Work item. All lines from the one containing "shirt in the photo above." down to the final line of the entries below: return them exactly.
Task inputs Block Start
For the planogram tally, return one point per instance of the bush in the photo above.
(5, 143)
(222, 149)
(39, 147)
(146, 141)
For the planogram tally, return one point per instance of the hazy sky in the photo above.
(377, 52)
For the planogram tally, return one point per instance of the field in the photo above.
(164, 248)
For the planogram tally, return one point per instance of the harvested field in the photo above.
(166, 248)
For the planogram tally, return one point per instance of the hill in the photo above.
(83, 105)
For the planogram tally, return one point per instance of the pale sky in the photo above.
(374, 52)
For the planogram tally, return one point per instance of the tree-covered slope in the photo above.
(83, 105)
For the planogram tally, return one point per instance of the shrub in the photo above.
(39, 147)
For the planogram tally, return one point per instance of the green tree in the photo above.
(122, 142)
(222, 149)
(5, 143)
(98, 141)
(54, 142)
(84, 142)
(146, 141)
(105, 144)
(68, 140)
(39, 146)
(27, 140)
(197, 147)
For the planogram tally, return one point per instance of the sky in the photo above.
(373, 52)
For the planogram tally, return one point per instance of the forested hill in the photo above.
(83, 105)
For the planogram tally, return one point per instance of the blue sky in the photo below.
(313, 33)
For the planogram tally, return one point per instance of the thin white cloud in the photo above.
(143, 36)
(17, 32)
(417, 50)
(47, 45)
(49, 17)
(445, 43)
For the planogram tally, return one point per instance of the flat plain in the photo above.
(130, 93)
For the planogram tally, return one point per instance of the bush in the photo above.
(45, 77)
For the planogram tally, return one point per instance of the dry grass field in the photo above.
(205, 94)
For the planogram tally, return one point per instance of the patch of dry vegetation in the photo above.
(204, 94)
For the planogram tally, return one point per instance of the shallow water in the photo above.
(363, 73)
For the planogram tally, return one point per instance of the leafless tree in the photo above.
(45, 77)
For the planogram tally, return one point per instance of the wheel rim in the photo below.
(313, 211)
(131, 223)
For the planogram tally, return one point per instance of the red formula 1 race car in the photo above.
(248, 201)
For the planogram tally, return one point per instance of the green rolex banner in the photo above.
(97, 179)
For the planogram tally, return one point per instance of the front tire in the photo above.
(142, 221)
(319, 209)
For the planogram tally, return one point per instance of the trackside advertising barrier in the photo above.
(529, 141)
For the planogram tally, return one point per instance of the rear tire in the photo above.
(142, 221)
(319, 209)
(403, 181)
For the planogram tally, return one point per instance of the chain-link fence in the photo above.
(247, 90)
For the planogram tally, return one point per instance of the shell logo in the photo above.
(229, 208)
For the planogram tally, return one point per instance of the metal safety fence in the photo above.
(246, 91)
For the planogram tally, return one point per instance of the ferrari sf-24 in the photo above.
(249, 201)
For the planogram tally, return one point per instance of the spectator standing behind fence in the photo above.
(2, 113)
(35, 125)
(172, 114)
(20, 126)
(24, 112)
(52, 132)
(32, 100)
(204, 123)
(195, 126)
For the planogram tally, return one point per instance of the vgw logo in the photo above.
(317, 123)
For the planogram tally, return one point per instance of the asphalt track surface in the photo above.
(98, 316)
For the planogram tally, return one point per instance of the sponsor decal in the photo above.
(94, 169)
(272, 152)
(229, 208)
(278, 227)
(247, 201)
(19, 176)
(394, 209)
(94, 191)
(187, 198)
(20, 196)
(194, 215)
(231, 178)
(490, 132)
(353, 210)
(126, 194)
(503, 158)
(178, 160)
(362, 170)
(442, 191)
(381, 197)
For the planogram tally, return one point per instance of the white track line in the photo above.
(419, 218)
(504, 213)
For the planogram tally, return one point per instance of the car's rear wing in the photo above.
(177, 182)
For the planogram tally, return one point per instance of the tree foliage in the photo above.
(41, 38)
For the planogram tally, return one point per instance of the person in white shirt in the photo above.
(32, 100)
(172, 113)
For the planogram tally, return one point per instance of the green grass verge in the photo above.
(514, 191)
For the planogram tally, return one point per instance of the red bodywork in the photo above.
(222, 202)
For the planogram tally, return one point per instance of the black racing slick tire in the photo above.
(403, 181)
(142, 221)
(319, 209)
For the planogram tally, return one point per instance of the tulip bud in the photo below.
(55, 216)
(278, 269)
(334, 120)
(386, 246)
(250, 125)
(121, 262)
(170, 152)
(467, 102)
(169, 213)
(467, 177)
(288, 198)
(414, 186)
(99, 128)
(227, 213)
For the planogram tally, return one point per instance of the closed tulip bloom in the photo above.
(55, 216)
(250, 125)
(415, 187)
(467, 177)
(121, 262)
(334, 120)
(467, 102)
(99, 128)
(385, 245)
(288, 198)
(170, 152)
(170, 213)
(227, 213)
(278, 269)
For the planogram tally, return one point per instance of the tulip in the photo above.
Task inputs Block End
Solution.
For the planogram tally, return one point per instance of the person in white shirt in the photo above.
(32, 100)
(172, 113)
For the planogram tally, return one point per instance of the green grass verge in the photo above.
(514, 191)
For the planogram tally, return one point per instance of the red bodywork in the photo above.
(222, 202)
For the planogram tally, return one point per instance of the black racing slick tire in the photo above.
(403, 181)
(142, 221)
(319, 209)
For the planogram tally, return one point per instance of the tulip bud in the photo below.
(55, 216)
(278, 269)
(334, 120)
(386, 246)
(250, 125)
(121, 262)
(170, 152)
(467, 102)
(169, 213)
(467, 177)
(288, 198)
(414, 186)
(99, 128)
(227, 213)
For the planogram tally, return one point per instance of the closed tulip bloom in the photo above.
(55, 216)
(250, 125)
(415, 187)
(467, 177)
(121, 262)
(334, 120)
(467, 102)
(99, 128)
(385, 245)
(288, 198)
(170, 152)
(170, 213)
(227, 213)
(278, 269)
For the planogram tally, return one point per instance of the tulip in the photo above.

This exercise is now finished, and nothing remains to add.